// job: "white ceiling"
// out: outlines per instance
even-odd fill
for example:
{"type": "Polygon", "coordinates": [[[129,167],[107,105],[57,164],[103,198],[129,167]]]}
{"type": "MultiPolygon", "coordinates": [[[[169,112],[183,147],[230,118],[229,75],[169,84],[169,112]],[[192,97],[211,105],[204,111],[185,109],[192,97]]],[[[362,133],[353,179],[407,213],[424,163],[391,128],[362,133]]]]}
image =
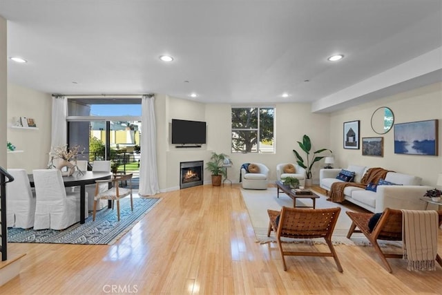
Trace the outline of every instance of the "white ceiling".
{"type": "Polygon", "coordinates": [[[441,0],[0,0],[0,15],[28,61],[9,81],[48,93],[330,111],[442,81],[441,0]]]}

## Short problem
Restate each line of the records exactly; pictures do not belong in the copy.

## Solution to the problem
// job: "white ceiling"
// out: outlines per instance
even-odd fill
for example:
{"type": "Polygon", "coordinates": [[[129,167],[107,105],[57,164],[103,198],[129,167]]]}
{"type": "MultiPolygon", "coordinates": [[[[169,112],[183,147],[230,118],[229,75],[169,84],[169,112]],[[192,97],[211,105],[204,111],[185,109],[192,97]]],[[[362,133],[353,179],[407,213],[424,163],[391,128],[362,133]]]]}
image =
Trace the outline of every instance of the "white ceiling".
{"type": "Polygon", "coordinates": [[[441,0],[0,0],[0,15],[28,61],[9,81],[48,93],[330,111],[442,81],[441,0]]]}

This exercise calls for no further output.